▸ Task item
Would you retype all of these records exactly?

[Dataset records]
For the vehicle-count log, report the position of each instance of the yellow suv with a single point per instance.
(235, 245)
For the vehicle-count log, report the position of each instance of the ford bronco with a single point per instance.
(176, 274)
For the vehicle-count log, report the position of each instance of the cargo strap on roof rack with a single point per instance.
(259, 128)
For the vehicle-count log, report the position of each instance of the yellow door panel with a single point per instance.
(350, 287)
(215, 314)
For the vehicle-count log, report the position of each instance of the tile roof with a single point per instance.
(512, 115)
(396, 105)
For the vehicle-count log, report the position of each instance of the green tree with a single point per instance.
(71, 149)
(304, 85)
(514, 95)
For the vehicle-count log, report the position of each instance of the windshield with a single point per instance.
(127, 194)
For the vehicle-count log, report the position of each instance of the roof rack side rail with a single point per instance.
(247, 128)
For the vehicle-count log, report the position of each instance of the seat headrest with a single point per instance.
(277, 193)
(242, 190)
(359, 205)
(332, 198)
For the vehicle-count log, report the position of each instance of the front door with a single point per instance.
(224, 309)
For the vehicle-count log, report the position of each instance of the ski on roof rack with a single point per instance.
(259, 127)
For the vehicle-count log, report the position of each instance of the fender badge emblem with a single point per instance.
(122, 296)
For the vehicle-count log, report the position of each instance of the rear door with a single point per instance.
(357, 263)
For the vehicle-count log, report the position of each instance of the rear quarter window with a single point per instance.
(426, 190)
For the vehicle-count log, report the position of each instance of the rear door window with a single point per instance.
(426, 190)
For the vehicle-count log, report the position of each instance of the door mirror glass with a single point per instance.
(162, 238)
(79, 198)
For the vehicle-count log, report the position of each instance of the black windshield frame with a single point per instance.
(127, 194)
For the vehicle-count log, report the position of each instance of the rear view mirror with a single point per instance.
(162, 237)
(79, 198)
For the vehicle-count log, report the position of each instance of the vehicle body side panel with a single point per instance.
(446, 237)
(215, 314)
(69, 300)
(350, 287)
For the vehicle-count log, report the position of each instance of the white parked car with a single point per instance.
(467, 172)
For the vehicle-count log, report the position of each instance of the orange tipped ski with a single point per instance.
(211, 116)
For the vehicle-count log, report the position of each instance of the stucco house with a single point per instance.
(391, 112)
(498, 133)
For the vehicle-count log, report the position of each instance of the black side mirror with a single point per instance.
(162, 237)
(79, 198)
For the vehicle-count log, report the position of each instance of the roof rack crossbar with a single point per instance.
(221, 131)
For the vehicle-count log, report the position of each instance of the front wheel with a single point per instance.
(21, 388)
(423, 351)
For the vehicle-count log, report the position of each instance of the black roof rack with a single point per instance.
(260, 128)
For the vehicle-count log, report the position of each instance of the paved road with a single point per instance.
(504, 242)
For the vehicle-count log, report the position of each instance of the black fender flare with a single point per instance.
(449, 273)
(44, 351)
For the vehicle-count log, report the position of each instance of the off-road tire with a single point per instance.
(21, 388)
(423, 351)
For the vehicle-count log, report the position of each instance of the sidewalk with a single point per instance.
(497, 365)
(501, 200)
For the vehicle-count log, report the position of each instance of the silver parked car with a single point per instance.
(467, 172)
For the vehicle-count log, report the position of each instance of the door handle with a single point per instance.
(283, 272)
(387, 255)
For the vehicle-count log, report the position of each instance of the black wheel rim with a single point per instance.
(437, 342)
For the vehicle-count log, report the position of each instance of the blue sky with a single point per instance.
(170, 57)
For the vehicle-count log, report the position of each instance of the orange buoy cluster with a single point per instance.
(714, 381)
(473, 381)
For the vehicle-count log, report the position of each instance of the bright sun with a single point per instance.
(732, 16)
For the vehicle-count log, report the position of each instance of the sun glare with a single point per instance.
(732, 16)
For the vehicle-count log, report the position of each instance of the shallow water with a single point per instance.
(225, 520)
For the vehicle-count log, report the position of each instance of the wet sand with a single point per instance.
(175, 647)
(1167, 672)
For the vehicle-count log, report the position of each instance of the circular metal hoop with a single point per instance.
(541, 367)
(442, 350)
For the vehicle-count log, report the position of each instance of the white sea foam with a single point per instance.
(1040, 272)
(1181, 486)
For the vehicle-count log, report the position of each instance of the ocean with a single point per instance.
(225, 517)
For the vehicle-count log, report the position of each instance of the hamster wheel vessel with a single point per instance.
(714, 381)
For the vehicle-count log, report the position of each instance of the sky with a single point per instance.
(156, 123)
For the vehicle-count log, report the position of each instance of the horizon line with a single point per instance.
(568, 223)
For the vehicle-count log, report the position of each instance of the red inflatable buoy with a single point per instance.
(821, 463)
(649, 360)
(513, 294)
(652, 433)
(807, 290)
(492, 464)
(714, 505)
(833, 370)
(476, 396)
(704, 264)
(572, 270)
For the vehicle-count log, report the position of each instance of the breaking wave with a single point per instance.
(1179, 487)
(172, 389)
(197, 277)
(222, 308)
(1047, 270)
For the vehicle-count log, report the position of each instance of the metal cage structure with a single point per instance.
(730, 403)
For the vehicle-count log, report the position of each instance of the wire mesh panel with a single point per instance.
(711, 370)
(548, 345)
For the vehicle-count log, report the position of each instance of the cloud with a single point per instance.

▸ Output
For the vehicle-count log, report the position of each instance of the yellow suv with a single point per instance.
(235, 245)
For the vehicle-count log, report the position of each instance of the ford bronco with a single point per instance.
(176, 274)
For the vehicle-count log, report the position of each instance of the cargo strap on roof rack with a single point per instance.
(259, 128)
For the vehicle-count log, report the position of each instance of the yellow door panel with a single point per instance.
(350, 287)
(215, 314)
For the vehicle-count log, report the position of each instance of the tile roof with a single point per instance.
(512, 115)
(396, 105)
For the vehicle-count log, report the position of each instance of the green tree with a single point per instance.
(71, 149)
(304, 85)
(514, 95)
For the vehicle-count log, report the position of each instance of the windshield with a single point per instance.
(127, 194)
For the vehicle-count log, report the position of each instance of the roof rack side rail with a single point per instance.
(247, 128)
For the vehicle-count log, report the position of each instance of the seat headrest with a single point per instance.
(277, 193)
(242, 190)
(359, 205)
(332, 198)
For the vehicle-count log, report the position of each instance of the front door with a single point per instance.
(224, 309)
For the vehicle-count log, report the position of each instance of the ski on roof rack with a single point per instance.
(259, 127)
For the vehicle-count log, report the position of each instance of the fender badge emblem with a single point per instance.
(122, 296)
For the vehicle-count log, report the position of each instance of the rear door with a single point per instance.
(357, 263)
For the vehicle-count log, report the position of each instance of the rear quarter window with a single point per instance.
(426, 190)
For the vehicle-count log, report the position of each instance of the rear door window with a single point per instance.
(426, 190)
For the vehicle-count log, report the position of each instance of the door mirror glass with a single point per instance.
(162, 238)
(79, 198)
For the vehicle-count log, report the position of each instance of the black windshield frame with a single point per instance.
(127, 194)
For the vehicle-count log, report the position of each instance of the rear view mirror with a single point per instance.
(162, 237)
(79, 198)
For the vehicle-count log, report the position of each instance of the vehicle body side panel with a single point per instance.
(446, 237)
(215, 314)
(69, 300)
(350, 287)
For the vehicle-count log, report the position of each instance of the white parked car with a single point per instance.
(467, 172)
For the vehicle-count log, report the position of each instance of the orange tipped ski with a single point per instance.
(211, 116)
For the vehicle-count log, report the position of each instance of the stucco house with a single point per instance.
(391, 112)
(498, 133)
For the vehicle-count log, report the position of each instance of the black side mirror with a single point per instance.
(162, 237)
(79, 198)
For the vehicle-count log, report the position of each instance of the roof rack crossbar with a single point per instance.
(221, 131)
For the vehicle-count log, report the position of each instance of the front wheel with a single point per instance.
(21, 388)
(423, 351)
For the vehicle-count log, report the position of each instance of the black roof rack with a single point per instance.
(260, 128)
For the vehicle-count log, report the position of each instance of the paved road with a single point per instance.
(504, 242)
For the vehicle-count log, report the position of each instance of the black fender flare with a single point per instance.
(449, 273)
(44, 351)
For the vehicle-count log, report the position of each instance of the off-road tire with a single point per instance.
(21, 388)
(423, 351)
For the vehicle-count log, report the position of each instance of the sidewalk with a single point per instance.
(497, 365)
(501, 200)
For the vehicle-count log, report the position of each instance of the silver parked car with a single point per instance.
(467, 172)
For the vehicle-count log, report the position of each instance of the door handle with a single point per instance.
(283, 272)
(387, 255)
For the vehicle-count log, report the position of each instance of the black wheel rim with a single point per instance.
(437, 342)
For the vehicle-count log, report the position of each instance of the blue sky with a single point per instance.
(170, 57)
For the vehicle-count log, report the position of each instance of the orange buoy cluster with a single point per instance.
(714, 381)
(473, 381)
For the vehicle-count log, report the position of each instance of the bright sun with a single point per instance.
(732, 16)
For the vehicle-count log, report the position of each instance of the sun glare with a single point per instance.
(732, 16)
For the vehicle-count log, report the position of each instance of the shallow water with a single point per instance.
(225, 520)
For the vehicle-count log, report the position of each instance of the wet sand with a single point per instance.
(175, 647)
(1167, 672)
For the vehicle-count log, report the position of each instance of the circular metal hoop with a single point per instance.
(541, 367)
(442, 350)
For the vehicle-count log, report the position of each instance of the white sea foam with a single point per instance.
(1040, 272)
(1181, 486)
For the vehicle-count log, report the position of each instance of the ocean with a single point per instance.
(225, 517)
For the vehicle-count log, report the position of each instance of the hamster wheel vessel with a single point per instance.
(714, 381)
For the vehicle-count log, report the position of each instance of the sky with a single point per instance.
(156, 123)
For the vehicle-count log, report the position of each instance of the horizon line with a single point per instance.
(568, 223)
For the vehicle-count log, report the position of each instance of the red inflatable buoy with a single point per instance.
(821, 463)
(649, 360)
(513, 294)
(652, 433)
(807, 290)
(492, 464)
(714, 505)
(833, 370)
(476, 396)
(704, 264)
(572, 270)
For the vehicle-count log, report the position of each instance of the breaking wave with a single point per instance.
(1179, 487)
(172, 389)
(197, 277)
(222, 308)
(1047, 270)
For the vehicle-count log, report the position of each instance of the metal cage structure with a single point per instance.
(730, 403)
For the vehicle-count log, report the position of each instance of the wire mesh panel with a single point per instance.
(711, 370)
(548, 345)
For the vehicle-count log, report the position of each instance of the cloud with a single point per instance.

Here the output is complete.